**What needs to be done:** Every line of the material below should be copied exactly.

—————

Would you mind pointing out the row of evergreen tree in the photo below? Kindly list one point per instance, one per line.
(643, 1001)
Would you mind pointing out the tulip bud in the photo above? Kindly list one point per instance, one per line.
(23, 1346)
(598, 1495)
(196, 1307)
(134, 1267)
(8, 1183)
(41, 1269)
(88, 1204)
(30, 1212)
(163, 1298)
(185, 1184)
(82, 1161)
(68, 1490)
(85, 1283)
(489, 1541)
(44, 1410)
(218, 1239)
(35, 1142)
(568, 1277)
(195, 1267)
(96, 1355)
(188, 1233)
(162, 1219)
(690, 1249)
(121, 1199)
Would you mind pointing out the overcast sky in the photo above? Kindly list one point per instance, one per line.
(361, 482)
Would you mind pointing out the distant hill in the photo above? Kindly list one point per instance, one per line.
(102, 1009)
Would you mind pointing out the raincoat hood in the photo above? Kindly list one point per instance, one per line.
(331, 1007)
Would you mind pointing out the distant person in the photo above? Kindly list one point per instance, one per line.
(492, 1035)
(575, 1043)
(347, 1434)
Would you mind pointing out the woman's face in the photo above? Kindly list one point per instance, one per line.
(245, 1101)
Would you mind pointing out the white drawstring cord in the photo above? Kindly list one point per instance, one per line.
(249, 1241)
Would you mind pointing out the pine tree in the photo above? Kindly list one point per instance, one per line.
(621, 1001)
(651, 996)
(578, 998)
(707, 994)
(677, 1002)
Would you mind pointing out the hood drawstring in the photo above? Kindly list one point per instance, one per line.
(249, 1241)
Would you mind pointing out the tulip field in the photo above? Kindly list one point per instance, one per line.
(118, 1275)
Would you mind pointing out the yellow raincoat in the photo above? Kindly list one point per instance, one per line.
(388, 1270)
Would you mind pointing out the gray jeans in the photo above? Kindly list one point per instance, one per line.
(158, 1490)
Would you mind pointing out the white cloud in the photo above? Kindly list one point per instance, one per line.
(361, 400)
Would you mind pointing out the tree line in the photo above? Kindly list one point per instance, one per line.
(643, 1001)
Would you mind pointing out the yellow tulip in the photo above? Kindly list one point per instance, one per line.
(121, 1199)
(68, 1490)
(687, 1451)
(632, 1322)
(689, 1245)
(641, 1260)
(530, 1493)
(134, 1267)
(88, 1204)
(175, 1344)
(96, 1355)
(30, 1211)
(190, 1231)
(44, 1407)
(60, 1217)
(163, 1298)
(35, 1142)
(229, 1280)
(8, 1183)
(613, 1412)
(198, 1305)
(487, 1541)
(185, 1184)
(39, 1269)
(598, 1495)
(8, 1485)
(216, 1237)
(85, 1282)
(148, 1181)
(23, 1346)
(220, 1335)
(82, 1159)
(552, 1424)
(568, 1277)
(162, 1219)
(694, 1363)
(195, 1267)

—————

**Response area:**
Would you mind pointing out the row of evergreen tree in the photo below? Kindly list one point per instance, one per line.
(643, 1001)
Would you mind pointing out the tulip bud in the photo above? Kindly list one point per instance, one per line.
(23, 1346)
(598, 1495)
(196, 1307)
(134, 1267)
(8, 1183)
(41, 1269)
(88, 1204)
(30, 1212)
(163, 1298)
(185, 1184)
(82, 1161)
(68, 1490)
(85, 1283)
(489, 1541)
(44, 1410)
(218, 1239)
(35, 1142)
(568, 1277)
(195, 1267)
(96, 1355)
(188, 1233)
(162, 1219)
(690, 1249)
(121, 1199)
Would you mind pointing out the overcast sky in the photo above? Kindly list one point per instance, one per line.
(361, 482)
Would you mind pointing out the distant hill in the photo above? Kindly list one point per instance, one per line.
(102, 1009)
Would you mind pointing out the raincoat hood in the photo above? Kindly list one point per instance, one per line.
(331, 1007)
Would you mind pointing out the distant person in the photo above? Kindly list one point per instance, one per line.
(492, 1035)
(575, 1043)
(347, 1434)
Would you mind pointing out the woman's face in the photo above? Kindly list one point per instance, one per line.
(245, 1101)
Would you mind pointing out the white drawstring cord in the photo above? Kindly list one point per instance, one per line.
(249, 1241)
Would you mind pointing out the pine tree in the photo above? Kindly list one point per instance, one per line.
(621, 1001)
(651, 996)
(578, 998)
(707, 994)
(677, 1002)
Would you mind pointing out the hood drawstring in the photo above? Kindly list one point per instance, one per line.
(249, 1241)
Would you mind pointing out the tulip field in the photo above? Kindly list one point per instance, one per line.
(118, 1275)
Would you mind pointing out the yellow raincoat in the photo above? Kindly list one point per instance, one per line.
(388, 1270)
Would you mind pointing out the gray jeans in the photo above? Kindly list one point per instance, one per line.
(158, 1490)
Would you mind pointing out the white cloud in the photo above? Kindly list one point per instance, one per line.
(361, 400)
Would you mind pointing out the tree line in the photo above? Kindly list one point per instance, one per line.
(643, 1001)
Would you mind pointing out the yellow tulip in the photo above? Kindly list one point per instance, one per line.
(121, 1199)
(68, 1490)
(687, 1451)
(632, 1322)
(689, 1245)
(641, 1260)
(530, 1493)
(134, 1267)
(88, 1204)
(175, 1344)
(96, 1355)
(30, 1211)
(190, 1231)
(44, 1407)
(60, 1217)
(163, 1298)
(35, 1142)
(229, 1280)
(8, 1183)
(613, 1412)
(198, 1305)
(487, 1541)
(185, 1184)
(39, 1269)
(598, 1495)
(8, 1485)
(216, 1237)
(85, 1282)
(148, 1181)
(23, 1346)
(220, 1335)
(82, 1159)
(552, 1424)
(568, 1277)
(162, 1219)
(694, 1363)
(195, 1267)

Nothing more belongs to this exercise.